» What you should do:
Copy the GitHub issue thread below in full, word for word.

BaldMansMojo / check_vmware_esx

chech_vmware_esx Fork of check_vmware_api.pl
GNU General Public License v2.0
124 stars 67 forks source link

High Load #43

Closed djnews24 closed 10 years ago

djnews24 commented 10 years ago

Hi, Since the last git pull i see this errors: Can't kill a non-numeric process ID at /usr/lib/nagios/plugins/check_vmware_esx/check_vmware_esx.pl line 1550.

my load on the icinga2 server ist now at 95 (ubuntu lts 14)

Anything is wrong here? Reboot etc has no effect.

best, Dennis

BaldMansMojo commented 10 years ago

Seems you have some scrap in the session lockfiles. If the plugins starts it places it's PID in the lockfile. The PID is numeric. See:

     # Second get the old PID
     while(<SESSION_LOCK_FILE>)

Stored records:
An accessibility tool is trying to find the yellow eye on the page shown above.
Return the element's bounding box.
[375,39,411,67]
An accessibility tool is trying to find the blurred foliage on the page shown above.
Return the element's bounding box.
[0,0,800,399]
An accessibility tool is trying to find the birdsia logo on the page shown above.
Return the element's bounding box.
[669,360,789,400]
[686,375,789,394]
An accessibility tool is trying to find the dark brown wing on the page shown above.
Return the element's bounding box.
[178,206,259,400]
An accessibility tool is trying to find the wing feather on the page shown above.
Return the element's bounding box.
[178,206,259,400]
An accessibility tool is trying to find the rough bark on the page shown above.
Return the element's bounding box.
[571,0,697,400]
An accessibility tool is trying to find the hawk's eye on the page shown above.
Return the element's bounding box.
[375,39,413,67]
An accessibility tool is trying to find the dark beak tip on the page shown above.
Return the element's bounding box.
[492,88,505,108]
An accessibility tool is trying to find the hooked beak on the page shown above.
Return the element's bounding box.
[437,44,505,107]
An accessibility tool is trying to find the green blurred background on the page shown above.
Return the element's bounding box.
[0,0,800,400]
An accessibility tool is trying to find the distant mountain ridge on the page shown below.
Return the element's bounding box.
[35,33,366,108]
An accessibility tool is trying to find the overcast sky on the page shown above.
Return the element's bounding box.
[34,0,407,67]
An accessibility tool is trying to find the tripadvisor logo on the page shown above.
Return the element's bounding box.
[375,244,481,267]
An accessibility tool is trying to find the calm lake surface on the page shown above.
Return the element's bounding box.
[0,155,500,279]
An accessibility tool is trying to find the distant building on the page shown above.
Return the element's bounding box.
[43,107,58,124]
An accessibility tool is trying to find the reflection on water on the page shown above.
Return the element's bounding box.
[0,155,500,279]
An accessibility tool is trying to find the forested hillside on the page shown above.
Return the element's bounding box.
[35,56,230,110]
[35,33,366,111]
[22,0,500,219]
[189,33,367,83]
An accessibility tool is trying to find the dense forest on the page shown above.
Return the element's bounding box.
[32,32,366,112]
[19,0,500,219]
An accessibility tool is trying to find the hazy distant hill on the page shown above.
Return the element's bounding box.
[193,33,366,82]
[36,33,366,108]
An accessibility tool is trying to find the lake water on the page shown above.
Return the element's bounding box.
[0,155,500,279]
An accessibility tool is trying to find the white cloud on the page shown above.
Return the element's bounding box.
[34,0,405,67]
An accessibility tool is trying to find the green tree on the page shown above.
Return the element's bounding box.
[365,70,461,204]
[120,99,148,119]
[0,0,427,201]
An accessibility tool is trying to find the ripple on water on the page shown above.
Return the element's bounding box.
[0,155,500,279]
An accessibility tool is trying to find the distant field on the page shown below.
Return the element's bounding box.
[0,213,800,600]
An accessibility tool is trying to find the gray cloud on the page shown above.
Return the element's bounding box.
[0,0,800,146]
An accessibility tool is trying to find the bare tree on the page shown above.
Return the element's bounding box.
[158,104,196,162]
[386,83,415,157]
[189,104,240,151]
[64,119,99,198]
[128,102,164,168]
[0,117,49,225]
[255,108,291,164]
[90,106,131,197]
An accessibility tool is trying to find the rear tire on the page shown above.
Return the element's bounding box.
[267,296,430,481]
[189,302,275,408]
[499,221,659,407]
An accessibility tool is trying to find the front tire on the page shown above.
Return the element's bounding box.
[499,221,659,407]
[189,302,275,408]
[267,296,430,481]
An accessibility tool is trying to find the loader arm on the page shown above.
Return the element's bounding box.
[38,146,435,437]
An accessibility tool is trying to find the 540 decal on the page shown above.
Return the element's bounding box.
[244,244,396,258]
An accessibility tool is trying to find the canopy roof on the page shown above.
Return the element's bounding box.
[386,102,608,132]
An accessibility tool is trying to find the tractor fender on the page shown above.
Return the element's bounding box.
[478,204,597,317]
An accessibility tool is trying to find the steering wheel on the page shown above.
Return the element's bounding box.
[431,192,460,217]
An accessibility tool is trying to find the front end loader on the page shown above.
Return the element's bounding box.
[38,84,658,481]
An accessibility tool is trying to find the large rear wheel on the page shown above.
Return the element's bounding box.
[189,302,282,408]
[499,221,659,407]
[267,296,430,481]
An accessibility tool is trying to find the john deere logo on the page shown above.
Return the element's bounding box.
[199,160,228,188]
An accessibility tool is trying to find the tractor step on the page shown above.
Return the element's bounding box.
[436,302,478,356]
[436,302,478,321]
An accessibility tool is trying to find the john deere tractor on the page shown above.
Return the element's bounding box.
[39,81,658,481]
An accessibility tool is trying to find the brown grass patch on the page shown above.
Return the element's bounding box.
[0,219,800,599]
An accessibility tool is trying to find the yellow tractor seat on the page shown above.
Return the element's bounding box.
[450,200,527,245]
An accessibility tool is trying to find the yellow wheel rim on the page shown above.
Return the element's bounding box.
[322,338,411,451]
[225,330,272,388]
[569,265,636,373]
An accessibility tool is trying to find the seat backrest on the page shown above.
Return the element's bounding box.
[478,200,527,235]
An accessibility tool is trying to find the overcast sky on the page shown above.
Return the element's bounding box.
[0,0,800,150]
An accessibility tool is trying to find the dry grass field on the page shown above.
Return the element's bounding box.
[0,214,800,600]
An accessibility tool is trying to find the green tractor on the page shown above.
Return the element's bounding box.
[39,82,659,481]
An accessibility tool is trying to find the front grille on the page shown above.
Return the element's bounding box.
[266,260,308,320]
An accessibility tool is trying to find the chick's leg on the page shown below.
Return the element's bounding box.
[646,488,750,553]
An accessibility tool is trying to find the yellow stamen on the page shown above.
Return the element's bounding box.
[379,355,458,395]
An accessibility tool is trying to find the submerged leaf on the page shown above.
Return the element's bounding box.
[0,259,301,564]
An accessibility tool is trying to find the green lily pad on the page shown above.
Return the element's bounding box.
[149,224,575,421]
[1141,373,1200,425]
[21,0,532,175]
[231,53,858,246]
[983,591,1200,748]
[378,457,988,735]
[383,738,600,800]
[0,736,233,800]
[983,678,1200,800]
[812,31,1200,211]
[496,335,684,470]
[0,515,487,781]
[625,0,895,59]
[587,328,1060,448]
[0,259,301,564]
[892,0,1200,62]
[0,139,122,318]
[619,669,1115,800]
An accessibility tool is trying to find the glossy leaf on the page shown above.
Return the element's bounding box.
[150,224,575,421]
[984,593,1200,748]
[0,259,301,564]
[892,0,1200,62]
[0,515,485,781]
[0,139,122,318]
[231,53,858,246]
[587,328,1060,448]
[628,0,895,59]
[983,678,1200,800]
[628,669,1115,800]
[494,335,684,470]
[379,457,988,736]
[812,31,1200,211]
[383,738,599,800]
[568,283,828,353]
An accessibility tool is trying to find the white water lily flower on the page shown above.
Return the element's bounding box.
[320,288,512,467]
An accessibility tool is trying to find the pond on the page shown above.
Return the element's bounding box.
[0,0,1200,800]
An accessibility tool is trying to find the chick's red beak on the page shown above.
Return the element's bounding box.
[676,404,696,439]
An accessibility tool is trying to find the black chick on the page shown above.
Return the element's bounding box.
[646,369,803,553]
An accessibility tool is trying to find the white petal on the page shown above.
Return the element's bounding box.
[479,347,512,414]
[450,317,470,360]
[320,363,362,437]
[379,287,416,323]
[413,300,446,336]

» Answer to this problem:
BaldMansMojo / check_vmware_esx

chech_vmware_esx Fork of check_vmware_api.pl
GNU General Public License v2.0
124 stars 67 forks source link

High Load #43

Closed djnews24 closed 10 years ago

djnews24 commented 10 years ago

Hi, Since the last git pull i see this errors: Can't kill a non-numeric process ID at /usr/lib/nagios/plugins/check_vmware_esx/check_vmware_esx.pl line 1550.

my load on the icinga2 server ist now at 95 (ubuntu lts 14)

Anything is wrong here? Reboot etc has no effect.

best, Dennis

BaldMansMojo commented 10 years ago

Seems you have some scrap in the session lockfiles. If the plugins starts it places it's PID in the lockfile. The PID is numeric. See:

     # Second get the old PID
     while(<SESSION_LOCK_FILE>)